**Task prompt:** Extract exactly the range of lines bounded by the line containing "Could you please outline every instance of the <item>black" and the final line of the listing, both ends included, and no other lines.

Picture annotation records
##############################
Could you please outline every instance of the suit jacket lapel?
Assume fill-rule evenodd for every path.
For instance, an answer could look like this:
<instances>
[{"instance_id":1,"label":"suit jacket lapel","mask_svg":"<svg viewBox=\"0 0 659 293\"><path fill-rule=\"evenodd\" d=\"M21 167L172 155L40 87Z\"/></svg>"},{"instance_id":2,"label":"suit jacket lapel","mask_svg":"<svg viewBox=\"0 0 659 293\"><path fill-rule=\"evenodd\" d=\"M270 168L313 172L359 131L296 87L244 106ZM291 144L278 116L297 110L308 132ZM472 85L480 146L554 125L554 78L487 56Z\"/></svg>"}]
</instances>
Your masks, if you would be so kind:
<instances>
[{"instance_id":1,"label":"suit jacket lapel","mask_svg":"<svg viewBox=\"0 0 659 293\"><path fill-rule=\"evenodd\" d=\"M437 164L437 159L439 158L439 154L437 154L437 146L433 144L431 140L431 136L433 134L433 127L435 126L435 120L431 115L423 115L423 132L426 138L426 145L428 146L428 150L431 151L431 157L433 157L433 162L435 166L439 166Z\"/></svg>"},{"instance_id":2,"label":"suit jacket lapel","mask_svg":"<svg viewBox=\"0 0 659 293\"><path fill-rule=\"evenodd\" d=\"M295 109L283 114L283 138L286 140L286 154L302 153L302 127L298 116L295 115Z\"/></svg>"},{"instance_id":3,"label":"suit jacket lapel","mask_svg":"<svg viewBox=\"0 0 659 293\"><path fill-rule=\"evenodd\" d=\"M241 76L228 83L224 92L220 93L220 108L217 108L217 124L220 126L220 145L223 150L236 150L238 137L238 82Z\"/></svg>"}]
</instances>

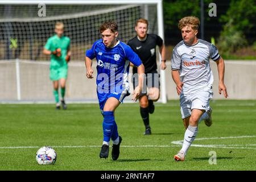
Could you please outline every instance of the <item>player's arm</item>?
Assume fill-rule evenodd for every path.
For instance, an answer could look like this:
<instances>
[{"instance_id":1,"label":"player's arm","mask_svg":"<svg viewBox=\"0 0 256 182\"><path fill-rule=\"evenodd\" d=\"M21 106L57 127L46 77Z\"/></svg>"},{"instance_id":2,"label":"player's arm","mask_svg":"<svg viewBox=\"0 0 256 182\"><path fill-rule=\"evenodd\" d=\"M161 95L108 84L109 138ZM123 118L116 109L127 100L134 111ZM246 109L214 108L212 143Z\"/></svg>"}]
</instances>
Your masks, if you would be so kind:
<instances>
[{"instance_id":1,"label":"player's arm","mask_svg":"<svg viewBox=\"0 0 256 182\"><path fill-rule=\"evenodd\" d=\"M66 60L67 63L70 61L71 57L71 51L70 50L70 49L68 49L68 52L67 53L66 57L65 57L65 60Z\"/></svg>"},{"instance_id":2,"label":"player's arm","mask_svg":"<svg viewBox=\"0 0 256 182\"><path fill-rule=\"evenodd\" d=\"M132 63L135 67L138 68L138 75L139 76L139 83L138 85L134 89L133 93L133 101L136 101L139 97L142 90L143 81L144 80L143 77L145 75L145 69L142 62L139 59L138 55L135 53L130 46L126 46L125 48L125 51L126 53L126 57L131 63Z\"/></svg>"},{"instance_id":3,"label":"player's arm","mask_svg":"<svg viewBox=\"0 0 256 182\"><path fill-rule=\"evenodd\" d=\"M137 67L138 75L139 75L139 83L138 86L135 88L134 91L133 93L133 101L136 101L139 97L142 90L142 85L143 85L144 76L145 75L145 69L143 64L142 63L139 66Z\"/></svg>"},{"instance_id":4,"label":"player's arm","mask_svg":"<svg viewBox=\"0 0 256 182\"><path fill-rule=\"evenodd\" d=\"M85 53L85 68L86 69L86 77L88 78L92 78L93 69L92 68L92 60L95 58L95 49L96 42L93 44L90 49L87 50Z\"/></svg>"},{"instance_id":5,"label":"player's arm","mask_svg":"<svg viewBox=\"0 0 256 182\"><path fill-rule=\"evenodd\" d=\"M176 84L176 89L177 90L177 93L179 96L181 93L182 86L183 86L183 83L180 81L179 71L172 69L172 77L174 82Z\"/></svg>"},{"instance_id":6,"label":"player's arm","mask_svg":"<svg viewBox=\"0 0 256 182\"><path fill-rule=\"evenodd\" d=\"M92 68L92 60L90 57L85 56L85 67L86 68L86 77L88 78L93 78L93 70Z\"/></svg>"},{"instance_id":7,"label":"player's arm","mask_svg":"<svg viewBox=\"0 0 256 182\"><path fill-rule=\"evenodd\" d=\"M163 45L159 48L160 53L161 54L161 64L160 67L162 69L164 70L166 68L166 46Z\"/></svg>"},{"instance_id":8,"label":"player's arm","mask_svg":"<svg viewBox=\"0 0 256 182\"><path fill-rule=\"evenodd\" d=\"M43 51L43 53L46 55L51 55L52 54L52 51L44 48Z\"/></svg>"},{"instance_id":9,"label":"player's arm","mask_svg":"<svg viewBox=\"0 0 256 182\"><path fill-rule=\"evenodd\" d=\"M181 63L181 59L175 47L172 52L172 57L171 60L172 68L172 77L176 84L176 89L177 93L179 96L182 91L183 82L180 81L180 69Z\"/></svg>"},{"instance_id":10,"label":"player's arm","mask_svg":"<svg viewBox=\"0 0 256 182\"><path fill-rule=\"evenodd\" d=\"M67 63L68 63L70 61L70 59L71 58L71 51L70 49L70 39L68 39L68 51L67 53L66 57L65 57L65 60L66 60Z\"/></svg>"},{"instance_id":11,"label":"player's arm","mask_svg":"<svg viewBox=\"0 0 256 182\"><path fill-rule=\"evenodd\" d=\"M228 92L224 84L224 73L225 73L225 63L224 60L221 57L217 61L215 61L217 64L218 73L218 93L221 94L221 90L223 91L225 98L227 98Z\"/></svg>"},{"instance_id":12,"label":"player's arm","mask_svg":"<svg viewBox=\"0 0 256 182\"><path fill-rule=\"evenodd\" d=\"M131 62L130 62L130 66L132 67L135 67L135 66Z\"/></svg>"}]
</instances>

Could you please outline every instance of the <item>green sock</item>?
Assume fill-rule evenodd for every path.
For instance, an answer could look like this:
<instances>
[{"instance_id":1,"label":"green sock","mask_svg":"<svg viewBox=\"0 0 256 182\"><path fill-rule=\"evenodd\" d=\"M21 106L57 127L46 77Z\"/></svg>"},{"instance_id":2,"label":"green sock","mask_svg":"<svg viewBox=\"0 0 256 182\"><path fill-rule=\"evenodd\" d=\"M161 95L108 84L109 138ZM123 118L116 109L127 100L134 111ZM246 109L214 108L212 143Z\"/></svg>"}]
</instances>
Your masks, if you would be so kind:
<instances>
[{"instance_id":1,"label":"green sock","mask_svg":"<svg viewBox=\"0 0 256 182\"><path fill-rule=\"evenodd\" d=\"M55 97L56 103L59 103L59 102L60 101L60 100L59 100L59 91L57 90L53 90L53 95Z\"/></svg>"},{"instance_id":2,"label":"green sock","mask_svg":"<svg viewBox=\"0 0 256 182\"><path fill-rule=\"evenodd\" d=\"M61 94L62 98L64 100L64 97L65 96L65 91L66 90L66 88L60 88L60 93Z\"/></svg>"}]
</instances>

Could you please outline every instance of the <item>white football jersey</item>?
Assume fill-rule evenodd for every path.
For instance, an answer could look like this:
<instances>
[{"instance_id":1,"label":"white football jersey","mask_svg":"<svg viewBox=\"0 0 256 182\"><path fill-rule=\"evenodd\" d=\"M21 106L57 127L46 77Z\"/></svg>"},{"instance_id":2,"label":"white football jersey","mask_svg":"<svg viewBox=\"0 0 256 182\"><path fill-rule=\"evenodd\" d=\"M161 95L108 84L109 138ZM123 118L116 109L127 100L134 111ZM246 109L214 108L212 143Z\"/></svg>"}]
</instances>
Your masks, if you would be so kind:
<instances>
[{"instance_id":1,"label":"white football jersey","mask_svg":"<svg viewBox=\"0 0 256 182\"><path fill-rule=\"evenodd\" d=\"M184 94L193 93L212 85L210 58L217 61L220 56L216 47L207 41L199 39L197 43L189 46L182 40L175 46L171 67L172 70L179 71Z\"/></svg>"}]
</instances>

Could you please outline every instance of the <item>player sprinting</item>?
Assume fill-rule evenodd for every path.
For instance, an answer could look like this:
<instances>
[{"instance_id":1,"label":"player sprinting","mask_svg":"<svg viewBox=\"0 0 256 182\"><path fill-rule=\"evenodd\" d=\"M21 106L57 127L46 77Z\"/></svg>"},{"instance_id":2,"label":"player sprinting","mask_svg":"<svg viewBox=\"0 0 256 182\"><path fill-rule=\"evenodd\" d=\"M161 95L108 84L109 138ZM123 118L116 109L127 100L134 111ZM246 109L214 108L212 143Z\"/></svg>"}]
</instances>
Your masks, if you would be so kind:
<instances>
[{"instance_id":1,"label":"player sprinting","mask_svg":"<svg viewBox=\"0 0 256 182\"><path fill-rule=\"evenodd\" d=\"M227 98L224 84L225 65L214 45L196 37L199 19L194 16L182 18L179 22L183 40L174 49L171 59L172 76L180 96L180 111L186 131L182 148L174 156L176 161L184 161L188 148L198 132L198 123L202 119L212 125L213 75L209 59L215 61L218 72L218 92Z\"/></svg>"},{"instance_id":2,"label":"player sprinting","mask_svg":"<svg viewBox=\"0 0 256 182\"><path fill-rule=\"evenodd\" d=\"M56 109L67 109L64 96L66 80L68 76L68 63L70 60L70 39L64 36L64 25L62 22L55 24L56 35L48 39L44 46L43 53L51 55L49 77L53 84L53 95L55 98ZM61 103L59 97L59 84L60 84Z\"/></svg>"},{"instance_id":3,"label":"player sprinting","mask_svg":"<svg viewBox=\"0 0 256 182\"><path fill-rule=\"evenodd\" d=\"M104 23L100 27L102 39L94 42L92 48L86 51L85 57L88 78L93 78L92 60L96 58L97 63L97 94L104 117L104 139L100 157L105 159L108 157L111 139L114 160L118 158L122 142L114 113L125 97L130 94L128 82L130 61L138 67L139 75L139 84L133 93L133 100L136 101L141 93L144 74L144 66L138 55L129 46L117 39L117 23L113 21Z\"/></svg>"},{"instance_id":4,"label":"player sprinting","mask_svg":"<svg viewBox=\"0 0 256 182\"><path fill-rule=\"evenodd\" d=\"M151 130L150 125L149 113L152 114L155 110L154 102L157 101L160 97L159 94L159 77L156 71L156 47L158 46L162 57L160 68L165 69L166 64L166 48L163 39L157 35L148 34L148 22L147 19L141 18L136 22L135 30L136 36L130 40L127 44L136 52L142 61L145 67L146 80L144 81L145 88L143 88L139 100L141 115L146 127L144 135L151 135ZM133 64L131 64L133 66ZM137 73L137 68L133 67L133 73ZM145 80L146 80L145 79ZM133 77L133 86L138 85L138 78ZM148 93L147 94L147 88Z\"/></svg>"}]
</instances>

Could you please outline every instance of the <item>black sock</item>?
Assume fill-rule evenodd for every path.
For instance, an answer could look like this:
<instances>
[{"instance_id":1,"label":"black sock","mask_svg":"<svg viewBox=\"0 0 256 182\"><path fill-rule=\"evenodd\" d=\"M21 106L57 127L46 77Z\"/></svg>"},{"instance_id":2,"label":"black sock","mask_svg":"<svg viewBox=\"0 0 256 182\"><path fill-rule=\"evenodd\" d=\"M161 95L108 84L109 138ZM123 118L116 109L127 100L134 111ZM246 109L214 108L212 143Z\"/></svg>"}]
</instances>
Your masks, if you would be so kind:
##############################
**Solution:**
Could you please outline every instance of the <item>black sock</item>?
Assume fill-rule evenodd for every path.
For instance, an answer could look like this:
<instances>
[{"instance_id":1,"label":"black sock","mask_svg":"<svg viewBox=\"0 0 256 182\"><path fill-rule=\"evenodd\" d=\"M21 106L57 127L46 77Z\"/></svg>"},{"instance_id":2,"label":"black sock","mask_svg":"<svg viewBox=\"0 0 256 182\"><path fill-rule=\"evenodd\" d=\"M161 95L108 84L109 138ZM123 118L116 109L127 100L134 111ZM246 109L214 108L212 143Z\"/></svg>"}]
</instances>
Your masks, if you would be so kind:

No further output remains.